Coordinate annotation records:
---
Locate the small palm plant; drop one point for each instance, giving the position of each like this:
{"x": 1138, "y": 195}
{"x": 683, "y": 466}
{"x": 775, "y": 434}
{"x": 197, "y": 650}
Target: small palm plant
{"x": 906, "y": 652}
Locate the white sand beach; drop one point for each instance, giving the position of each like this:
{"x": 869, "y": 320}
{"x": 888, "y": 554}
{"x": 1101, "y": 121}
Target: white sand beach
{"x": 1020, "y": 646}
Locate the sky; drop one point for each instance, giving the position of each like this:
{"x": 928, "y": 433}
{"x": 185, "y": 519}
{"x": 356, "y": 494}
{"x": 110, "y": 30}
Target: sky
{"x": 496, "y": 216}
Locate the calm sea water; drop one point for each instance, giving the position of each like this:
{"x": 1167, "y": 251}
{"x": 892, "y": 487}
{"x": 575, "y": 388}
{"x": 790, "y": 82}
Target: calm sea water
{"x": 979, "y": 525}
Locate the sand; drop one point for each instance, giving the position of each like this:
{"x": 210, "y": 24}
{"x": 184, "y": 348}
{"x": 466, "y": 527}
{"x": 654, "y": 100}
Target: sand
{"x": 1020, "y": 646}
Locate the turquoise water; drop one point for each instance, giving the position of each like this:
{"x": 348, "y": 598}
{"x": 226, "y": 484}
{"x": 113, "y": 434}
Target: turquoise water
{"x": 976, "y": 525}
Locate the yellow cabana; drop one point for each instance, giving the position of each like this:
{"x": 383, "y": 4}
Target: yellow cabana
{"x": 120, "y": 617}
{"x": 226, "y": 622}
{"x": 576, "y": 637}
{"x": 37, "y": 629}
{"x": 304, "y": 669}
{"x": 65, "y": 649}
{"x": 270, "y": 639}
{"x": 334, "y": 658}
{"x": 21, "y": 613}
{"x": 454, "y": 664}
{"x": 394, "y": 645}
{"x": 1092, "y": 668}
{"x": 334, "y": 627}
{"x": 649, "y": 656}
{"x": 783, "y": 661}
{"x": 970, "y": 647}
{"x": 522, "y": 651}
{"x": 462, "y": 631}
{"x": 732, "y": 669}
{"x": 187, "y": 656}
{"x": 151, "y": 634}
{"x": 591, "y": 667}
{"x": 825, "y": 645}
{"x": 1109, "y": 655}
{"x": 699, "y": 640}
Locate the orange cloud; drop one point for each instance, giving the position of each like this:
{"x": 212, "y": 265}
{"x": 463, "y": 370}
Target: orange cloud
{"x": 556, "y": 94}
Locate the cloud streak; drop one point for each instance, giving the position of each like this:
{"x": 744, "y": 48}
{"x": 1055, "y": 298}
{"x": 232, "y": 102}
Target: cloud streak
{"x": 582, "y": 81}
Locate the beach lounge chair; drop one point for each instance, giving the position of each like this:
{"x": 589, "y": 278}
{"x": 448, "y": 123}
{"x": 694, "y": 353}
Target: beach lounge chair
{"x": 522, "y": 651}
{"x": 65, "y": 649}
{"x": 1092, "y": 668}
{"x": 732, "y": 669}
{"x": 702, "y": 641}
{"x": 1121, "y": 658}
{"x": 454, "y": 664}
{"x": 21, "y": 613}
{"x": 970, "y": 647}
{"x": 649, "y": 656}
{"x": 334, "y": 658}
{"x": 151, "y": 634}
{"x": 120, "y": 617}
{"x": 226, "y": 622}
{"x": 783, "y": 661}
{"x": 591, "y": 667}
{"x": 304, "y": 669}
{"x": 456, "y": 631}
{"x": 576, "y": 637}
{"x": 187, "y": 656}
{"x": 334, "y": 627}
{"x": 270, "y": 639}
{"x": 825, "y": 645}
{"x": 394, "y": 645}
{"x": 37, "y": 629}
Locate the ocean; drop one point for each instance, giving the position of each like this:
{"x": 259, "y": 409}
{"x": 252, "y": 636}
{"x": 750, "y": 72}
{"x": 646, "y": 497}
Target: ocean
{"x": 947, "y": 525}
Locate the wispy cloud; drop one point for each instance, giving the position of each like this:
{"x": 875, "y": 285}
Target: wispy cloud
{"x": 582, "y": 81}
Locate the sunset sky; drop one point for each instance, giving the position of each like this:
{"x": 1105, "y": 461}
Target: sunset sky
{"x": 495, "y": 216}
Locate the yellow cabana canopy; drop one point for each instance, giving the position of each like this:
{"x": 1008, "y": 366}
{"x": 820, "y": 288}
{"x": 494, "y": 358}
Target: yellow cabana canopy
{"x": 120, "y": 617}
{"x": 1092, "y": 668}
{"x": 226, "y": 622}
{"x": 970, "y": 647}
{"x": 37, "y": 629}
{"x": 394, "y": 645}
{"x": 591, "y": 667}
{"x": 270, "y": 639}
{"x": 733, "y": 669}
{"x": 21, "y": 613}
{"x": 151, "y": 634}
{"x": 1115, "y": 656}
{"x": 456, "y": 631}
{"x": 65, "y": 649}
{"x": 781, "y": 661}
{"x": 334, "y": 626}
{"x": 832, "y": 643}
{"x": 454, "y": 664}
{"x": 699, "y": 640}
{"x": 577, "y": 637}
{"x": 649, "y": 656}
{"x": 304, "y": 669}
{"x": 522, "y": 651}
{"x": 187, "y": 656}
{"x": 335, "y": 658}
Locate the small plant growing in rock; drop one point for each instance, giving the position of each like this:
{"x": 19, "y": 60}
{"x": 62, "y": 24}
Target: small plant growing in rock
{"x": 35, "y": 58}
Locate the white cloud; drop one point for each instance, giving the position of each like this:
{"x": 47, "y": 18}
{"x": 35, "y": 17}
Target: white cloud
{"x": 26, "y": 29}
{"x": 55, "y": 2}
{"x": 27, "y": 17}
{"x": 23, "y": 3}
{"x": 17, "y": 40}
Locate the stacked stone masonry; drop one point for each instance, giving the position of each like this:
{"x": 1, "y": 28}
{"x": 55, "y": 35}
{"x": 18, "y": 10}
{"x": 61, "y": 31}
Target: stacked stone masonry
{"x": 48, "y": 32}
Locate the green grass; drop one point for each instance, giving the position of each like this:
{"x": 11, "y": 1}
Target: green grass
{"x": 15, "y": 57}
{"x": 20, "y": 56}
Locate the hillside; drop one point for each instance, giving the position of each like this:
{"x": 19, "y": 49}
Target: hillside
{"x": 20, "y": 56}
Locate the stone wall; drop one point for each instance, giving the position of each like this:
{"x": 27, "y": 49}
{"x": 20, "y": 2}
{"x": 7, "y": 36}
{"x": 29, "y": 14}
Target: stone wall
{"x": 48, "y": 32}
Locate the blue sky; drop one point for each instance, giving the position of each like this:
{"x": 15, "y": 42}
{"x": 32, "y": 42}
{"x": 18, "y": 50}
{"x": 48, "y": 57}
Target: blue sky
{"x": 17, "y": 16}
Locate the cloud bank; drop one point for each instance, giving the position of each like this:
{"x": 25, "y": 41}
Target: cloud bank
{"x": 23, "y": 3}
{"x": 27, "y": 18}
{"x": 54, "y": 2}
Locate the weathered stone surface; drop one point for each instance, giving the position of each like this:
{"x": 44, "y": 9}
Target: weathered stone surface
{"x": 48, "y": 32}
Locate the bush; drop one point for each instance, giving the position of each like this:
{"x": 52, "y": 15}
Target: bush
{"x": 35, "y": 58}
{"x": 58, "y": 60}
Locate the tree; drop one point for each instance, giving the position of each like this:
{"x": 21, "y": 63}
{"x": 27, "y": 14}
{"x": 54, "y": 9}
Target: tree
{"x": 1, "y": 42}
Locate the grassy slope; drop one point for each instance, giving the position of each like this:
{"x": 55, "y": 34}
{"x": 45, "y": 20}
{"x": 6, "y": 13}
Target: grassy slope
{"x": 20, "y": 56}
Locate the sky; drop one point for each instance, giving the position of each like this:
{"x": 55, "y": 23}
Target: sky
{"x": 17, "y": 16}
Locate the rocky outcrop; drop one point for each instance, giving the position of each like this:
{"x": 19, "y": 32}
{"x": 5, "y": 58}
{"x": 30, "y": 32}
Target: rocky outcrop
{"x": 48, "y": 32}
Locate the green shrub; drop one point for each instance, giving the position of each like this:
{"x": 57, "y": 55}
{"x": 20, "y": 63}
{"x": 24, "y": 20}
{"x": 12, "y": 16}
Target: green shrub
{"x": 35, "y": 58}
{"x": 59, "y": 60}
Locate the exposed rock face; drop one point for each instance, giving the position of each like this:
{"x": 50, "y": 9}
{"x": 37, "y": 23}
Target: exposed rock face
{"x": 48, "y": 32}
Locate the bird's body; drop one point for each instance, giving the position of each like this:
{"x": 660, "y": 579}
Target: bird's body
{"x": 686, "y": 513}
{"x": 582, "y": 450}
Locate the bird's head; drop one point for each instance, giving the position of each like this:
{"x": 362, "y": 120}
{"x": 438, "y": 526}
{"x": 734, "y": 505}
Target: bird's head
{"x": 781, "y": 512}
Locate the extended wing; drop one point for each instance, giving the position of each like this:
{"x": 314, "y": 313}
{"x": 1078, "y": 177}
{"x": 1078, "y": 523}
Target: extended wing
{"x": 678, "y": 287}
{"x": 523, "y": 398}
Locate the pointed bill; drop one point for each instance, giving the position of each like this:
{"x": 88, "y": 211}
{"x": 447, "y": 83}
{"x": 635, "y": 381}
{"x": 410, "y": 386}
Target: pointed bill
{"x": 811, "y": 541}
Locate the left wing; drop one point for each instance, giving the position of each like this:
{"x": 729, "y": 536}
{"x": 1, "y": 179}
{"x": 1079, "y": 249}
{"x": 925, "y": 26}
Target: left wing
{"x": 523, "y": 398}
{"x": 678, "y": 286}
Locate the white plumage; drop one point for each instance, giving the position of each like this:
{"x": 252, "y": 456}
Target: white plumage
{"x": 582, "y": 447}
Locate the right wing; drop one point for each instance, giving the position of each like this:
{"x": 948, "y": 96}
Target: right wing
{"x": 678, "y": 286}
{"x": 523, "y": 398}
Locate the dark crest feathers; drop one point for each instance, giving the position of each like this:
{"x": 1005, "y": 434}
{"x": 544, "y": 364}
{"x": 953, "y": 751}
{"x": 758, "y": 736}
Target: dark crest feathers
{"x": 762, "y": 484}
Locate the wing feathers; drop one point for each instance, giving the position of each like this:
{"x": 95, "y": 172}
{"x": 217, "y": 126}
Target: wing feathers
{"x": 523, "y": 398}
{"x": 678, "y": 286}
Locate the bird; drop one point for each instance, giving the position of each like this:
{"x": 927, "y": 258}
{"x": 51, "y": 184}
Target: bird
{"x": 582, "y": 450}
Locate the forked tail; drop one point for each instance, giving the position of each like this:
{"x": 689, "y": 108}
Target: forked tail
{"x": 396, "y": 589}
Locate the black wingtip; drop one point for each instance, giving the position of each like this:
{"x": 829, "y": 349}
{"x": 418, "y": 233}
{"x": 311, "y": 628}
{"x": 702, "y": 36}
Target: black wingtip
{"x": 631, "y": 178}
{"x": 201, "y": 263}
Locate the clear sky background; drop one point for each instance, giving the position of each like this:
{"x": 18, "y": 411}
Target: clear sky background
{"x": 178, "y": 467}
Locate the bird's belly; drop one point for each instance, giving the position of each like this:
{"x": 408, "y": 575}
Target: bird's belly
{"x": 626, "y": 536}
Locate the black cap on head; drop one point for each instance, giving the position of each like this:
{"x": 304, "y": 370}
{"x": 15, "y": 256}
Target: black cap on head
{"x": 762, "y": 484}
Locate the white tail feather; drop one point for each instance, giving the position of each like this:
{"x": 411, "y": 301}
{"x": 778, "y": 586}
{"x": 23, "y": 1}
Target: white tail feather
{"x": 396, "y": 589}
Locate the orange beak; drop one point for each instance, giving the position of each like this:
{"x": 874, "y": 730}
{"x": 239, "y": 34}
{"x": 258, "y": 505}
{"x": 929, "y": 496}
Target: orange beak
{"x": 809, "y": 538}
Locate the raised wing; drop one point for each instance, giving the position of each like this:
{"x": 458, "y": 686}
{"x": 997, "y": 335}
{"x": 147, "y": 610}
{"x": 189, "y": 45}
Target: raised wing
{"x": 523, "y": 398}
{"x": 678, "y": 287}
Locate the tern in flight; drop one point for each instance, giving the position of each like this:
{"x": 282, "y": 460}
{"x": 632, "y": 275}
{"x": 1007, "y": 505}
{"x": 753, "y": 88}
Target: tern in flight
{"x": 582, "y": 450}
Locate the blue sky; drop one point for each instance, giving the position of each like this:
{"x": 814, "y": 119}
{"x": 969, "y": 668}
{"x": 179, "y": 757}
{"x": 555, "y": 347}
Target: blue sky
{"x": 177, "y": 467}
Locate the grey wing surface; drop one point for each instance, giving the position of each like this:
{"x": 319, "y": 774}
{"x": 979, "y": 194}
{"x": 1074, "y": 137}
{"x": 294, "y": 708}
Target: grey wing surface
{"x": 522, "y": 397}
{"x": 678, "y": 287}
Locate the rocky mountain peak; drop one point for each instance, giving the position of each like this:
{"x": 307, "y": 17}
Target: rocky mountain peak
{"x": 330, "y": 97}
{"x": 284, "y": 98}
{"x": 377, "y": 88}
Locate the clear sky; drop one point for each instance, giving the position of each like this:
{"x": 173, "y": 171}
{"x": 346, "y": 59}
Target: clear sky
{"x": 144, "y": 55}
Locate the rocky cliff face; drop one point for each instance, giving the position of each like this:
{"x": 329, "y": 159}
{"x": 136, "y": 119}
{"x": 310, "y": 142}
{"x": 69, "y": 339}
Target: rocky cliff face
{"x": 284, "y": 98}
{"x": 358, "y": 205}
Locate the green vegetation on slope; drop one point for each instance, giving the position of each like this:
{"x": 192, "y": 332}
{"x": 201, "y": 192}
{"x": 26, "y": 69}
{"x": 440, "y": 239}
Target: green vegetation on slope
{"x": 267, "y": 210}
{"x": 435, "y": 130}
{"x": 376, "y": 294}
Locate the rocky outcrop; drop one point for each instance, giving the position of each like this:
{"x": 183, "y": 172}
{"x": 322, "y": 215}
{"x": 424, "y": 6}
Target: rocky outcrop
---
**The request**. Starting from the line containing "Locate the green vegetation", repeat each line through the end of the entries, exactly.

**Problem solution**.
Locate the green vegetation on slope; drop one point for each instance, giving the position of each like this:
{"x": 192, "y": 332}
{"x": 201, "y": 192}
{"x": 26, "y": 69}
{"x": 440, "y": 239}
Target: green vegetation on slope
{"x": 267, "y": 210}
{"x": 435, "y": 130}
{"x": 376, "y": 294}
Locate the rocky outcrop; drop one point for each instance, giving the position of each like this:
{"x": 183, "y": 172}
{"x": 322, "y": 215}
{"x": 424, "y": 6}
Target: rocky outcrop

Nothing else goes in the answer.